# Stated exercise
Reproduce in full, word for word, the following article about the founding of the Israeli-American Nexus.

# Provided passage
########

By Sean Savage/JNS.org
The Israeli-American Council (IAC), a non-profit organization providing various means of support for the estimated Israeli-American population of 500,000-800,000, recently announced the formation of a new partner organization that will focus on advocating to legislative policymakers on behalf of Israeli Americans.
With the numbers of conventional Jewish communities across America either stagnant or declining, the emergence of the Israeli-American community, which brings to the table its unique cultural and political experiences, has added a new dynamic to the fabric of Jewish life in the United States. Against that backdrop, how does the newly created Israeli-American Nexus (IANexus) seek to fit into the established field of pro-Israel advocacy?
“We have formed the IANexus to make the voices of Israeli-Americans heard on a range of issues at the federal, state, and local level—from fighting Israel’s delegitimization to strengthening the U.S.-Israel alliance to advancing our community’s domestic policy priorities,” Shawn Evenhaim, chairman of the IANexus, told JNS.org.
Headquartered in Los Angeles, the IAC was founded in 2007 with the stated mission “to build an active and giving Israeli-American community throughout the United States in order to strengthen the State of Israel, our next generation, and to provide a bridge to the Jewish-American community.” The organization has expanded rapidly in recent years, building a multimillion dollar community center in Los Angeles and establishing regional offices around the country.
Building on the success of the 501(c)(3) IAC, the IANexus has 501(c)(4) status, allowing it to engage in more organized political activities. For its first major effort, the IANexus said it plans to muster communal support for the Combating BDS Act of 2016, which was recently introduced in Congress and supports U.S. states’ rights to cut ties with companies that boycott Israel.

########

# Data provided
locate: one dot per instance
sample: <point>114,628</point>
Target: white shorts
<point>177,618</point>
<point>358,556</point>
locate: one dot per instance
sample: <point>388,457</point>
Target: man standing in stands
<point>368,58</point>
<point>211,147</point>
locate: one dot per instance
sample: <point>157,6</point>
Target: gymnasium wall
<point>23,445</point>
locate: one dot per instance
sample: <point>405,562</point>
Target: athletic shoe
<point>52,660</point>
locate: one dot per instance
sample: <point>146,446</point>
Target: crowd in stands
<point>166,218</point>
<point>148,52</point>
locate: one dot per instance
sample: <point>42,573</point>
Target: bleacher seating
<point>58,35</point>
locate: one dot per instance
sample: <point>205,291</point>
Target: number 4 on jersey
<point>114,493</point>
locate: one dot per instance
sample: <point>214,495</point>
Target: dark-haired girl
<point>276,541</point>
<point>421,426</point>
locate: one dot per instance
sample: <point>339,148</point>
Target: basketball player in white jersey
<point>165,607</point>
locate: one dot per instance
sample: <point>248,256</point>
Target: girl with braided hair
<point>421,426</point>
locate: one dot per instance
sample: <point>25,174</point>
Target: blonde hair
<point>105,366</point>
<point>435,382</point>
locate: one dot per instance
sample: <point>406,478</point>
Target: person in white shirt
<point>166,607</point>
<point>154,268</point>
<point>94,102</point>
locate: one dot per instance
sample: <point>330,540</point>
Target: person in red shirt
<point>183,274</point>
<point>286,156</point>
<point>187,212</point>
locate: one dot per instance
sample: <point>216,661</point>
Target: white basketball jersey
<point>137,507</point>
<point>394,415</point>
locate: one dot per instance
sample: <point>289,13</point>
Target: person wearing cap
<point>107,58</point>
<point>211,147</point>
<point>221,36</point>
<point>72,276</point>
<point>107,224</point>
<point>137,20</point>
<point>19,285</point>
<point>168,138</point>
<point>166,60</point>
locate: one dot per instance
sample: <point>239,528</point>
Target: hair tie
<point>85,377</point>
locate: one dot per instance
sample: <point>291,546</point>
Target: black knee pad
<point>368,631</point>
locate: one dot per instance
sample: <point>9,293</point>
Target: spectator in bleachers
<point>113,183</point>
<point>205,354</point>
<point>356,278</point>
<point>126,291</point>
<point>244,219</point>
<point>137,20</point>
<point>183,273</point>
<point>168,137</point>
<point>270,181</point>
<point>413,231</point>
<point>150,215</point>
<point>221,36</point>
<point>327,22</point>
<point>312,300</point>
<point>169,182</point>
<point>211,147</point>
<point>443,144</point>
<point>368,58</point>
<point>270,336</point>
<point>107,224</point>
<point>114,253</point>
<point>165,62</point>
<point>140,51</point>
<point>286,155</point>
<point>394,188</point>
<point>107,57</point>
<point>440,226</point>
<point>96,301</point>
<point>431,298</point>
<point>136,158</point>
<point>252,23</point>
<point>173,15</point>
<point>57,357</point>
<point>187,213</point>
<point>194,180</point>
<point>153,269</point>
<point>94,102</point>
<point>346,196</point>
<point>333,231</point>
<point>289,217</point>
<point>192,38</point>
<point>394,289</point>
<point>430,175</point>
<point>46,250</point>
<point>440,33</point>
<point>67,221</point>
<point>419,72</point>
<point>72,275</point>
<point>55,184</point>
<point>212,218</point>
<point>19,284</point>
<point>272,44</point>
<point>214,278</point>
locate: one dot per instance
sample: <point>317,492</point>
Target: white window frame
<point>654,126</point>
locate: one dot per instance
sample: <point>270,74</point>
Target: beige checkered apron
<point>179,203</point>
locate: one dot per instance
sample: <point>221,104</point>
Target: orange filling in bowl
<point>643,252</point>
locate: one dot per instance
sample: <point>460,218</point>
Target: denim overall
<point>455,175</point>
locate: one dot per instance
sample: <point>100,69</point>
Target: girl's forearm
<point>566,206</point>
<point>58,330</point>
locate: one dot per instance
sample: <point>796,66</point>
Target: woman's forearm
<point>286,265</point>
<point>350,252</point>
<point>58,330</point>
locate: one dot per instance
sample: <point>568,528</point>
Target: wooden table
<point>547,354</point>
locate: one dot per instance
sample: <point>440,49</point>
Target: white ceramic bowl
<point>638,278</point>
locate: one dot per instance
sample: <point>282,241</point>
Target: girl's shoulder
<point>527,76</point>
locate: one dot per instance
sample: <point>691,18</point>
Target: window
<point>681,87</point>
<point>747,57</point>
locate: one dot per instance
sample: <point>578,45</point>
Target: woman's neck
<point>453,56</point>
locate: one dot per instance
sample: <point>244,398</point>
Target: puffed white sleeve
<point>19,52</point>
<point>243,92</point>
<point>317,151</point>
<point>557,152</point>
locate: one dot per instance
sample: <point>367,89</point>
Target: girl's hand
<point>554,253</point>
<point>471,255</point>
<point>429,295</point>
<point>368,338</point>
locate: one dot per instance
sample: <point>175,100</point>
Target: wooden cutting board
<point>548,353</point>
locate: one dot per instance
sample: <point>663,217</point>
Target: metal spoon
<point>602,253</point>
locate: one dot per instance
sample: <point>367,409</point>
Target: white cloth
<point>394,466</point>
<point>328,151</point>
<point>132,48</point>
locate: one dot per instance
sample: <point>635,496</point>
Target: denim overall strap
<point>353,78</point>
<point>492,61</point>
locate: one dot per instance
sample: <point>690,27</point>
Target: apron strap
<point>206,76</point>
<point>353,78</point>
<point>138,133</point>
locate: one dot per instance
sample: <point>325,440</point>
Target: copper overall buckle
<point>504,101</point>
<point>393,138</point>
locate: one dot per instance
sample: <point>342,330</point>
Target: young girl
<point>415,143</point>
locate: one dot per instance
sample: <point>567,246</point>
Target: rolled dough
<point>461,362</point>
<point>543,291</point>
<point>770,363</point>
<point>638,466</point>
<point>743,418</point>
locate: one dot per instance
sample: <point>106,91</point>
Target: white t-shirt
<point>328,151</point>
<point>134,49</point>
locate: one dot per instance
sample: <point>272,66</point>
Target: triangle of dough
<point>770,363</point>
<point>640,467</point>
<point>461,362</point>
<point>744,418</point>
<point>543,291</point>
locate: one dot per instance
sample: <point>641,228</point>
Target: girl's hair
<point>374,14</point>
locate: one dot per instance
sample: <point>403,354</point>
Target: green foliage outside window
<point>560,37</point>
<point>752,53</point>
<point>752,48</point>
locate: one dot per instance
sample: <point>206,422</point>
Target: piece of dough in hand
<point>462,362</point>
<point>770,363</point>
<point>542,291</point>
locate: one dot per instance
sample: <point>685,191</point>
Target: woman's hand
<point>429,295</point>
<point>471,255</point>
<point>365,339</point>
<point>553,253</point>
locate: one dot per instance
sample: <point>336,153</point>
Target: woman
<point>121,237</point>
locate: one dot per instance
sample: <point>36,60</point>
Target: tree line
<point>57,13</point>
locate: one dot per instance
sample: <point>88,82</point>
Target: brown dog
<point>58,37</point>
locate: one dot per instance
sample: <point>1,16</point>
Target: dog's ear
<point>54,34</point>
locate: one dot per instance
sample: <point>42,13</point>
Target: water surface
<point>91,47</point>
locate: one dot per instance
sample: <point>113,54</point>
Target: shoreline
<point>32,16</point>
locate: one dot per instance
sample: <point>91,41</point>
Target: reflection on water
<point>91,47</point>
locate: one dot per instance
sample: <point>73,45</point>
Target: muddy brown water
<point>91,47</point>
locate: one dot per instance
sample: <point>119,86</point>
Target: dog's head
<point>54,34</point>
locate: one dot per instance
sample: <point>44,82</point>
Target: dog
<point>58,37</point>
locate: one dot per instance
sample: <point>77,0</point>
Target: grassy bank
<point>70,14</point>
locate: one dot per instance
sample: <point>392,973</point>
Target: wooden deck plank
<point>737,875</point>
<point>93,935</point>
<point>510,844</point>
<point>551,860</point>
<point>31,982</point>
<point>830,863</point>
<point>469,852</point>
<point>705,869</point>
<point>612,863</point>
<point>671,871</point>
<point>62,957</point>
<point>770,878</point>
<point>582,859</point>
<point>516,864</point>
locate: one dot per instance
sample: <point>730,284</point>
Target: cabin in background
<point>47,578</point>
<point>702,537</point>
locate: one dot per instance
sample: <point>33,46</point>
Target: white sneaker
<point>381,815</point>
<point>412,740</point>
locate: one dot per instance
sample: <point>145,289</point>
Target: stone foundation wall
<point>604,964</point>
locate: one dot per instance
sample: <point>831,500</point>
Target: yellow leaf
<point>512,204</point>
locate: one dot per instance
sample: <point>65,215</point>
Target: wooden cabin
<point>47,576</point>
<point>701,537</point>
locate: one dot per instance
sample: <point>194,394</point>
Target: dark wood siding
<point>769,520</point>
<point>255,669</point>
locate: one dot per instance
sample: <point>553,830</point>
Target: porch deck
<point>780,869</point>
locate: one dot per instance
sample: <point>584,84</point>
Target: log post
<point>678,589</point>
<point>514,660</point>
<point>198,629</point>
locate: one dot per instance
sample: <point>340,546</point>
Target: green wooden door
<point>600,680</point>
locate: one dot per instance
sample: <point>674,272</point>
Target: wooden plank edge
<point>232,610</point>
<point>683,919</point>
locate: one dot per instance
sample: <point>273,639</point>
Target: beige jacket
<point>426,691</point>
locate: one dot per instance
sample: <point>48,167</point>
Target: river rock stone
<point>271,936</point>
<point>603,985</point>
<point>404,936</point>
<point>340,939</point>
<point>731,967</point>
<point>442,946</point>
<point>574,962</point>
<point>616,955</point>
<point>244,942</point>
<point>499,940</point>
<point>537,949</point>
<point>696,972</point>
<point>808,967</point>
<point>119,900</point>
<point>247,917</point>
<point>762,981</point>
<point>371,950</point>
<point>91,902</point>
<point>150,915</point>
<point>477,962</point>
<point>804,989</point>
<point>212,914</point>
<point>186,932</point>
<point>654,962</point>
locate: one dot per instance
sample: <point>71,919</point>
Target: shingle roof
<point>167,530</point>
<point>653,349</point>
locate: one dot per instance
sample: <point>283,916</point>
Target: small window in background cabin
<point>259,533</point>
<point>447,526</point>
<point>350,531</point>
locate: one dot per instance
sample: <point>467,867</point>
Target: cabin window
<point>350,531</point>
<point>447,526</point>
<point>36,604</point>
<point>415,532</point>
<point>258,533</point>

########

# Solution for this exercise
By Sean Savage/JNS.org
The Israeli-American Council (IAC), a non-profit organization providing various means of support for the estimated Israeli-American population of 500,000-800,000, recently announced the formation of a new partner organization that will focus on advocating to legislative policymakers on behalf of Israeli Americans.
With the numbers of conventional Jewish communities across America either stagnant or declining, the emergence of the Israeli-American community, which brings to the table its unique cultural and political experiences, has added a new dynamic to the fabric of Jewish life in the United States. Against that backdrop, how does the newly created Israeli-American Nexus (IANexus) seek to fit into the established field of pro-Israel advocacy?
“We have formed the IANexus to make the voices of Israeli-Americans heard on a range of issues at the federal, state, and local level—from fighting Israel’s delegitimization to strengthening the U.S.-Israel alliance to advancing our community’s domestic policy priorities,” Shawn Evenhaim, chairman of the IANexus, told JNS.org.
Headquartered in Los Angeles, the IAC was founded in 2007 with the stated mission “to build an active and giving Israeli-American community throughout the United States in order to strengthen the State of Israel, our next generation, and to provide a bridge to the Jewish-American community.” The organization has expanded rapidly in recent years, building a multimillion dollar community center in Los Angeles and establishing regional offices around the country.
Building on the success of the 501(c)(3) IAC, the IANexus has 501(c)(4) status, allowing it to engage in more organized political activities. For its first major effort, the IANexus said it plans to muster communal support for the Combating BDS Act of 2016, which was recently introduced in Congress and supports U.S. states’ rights to cut ties with companies that boycott Israel.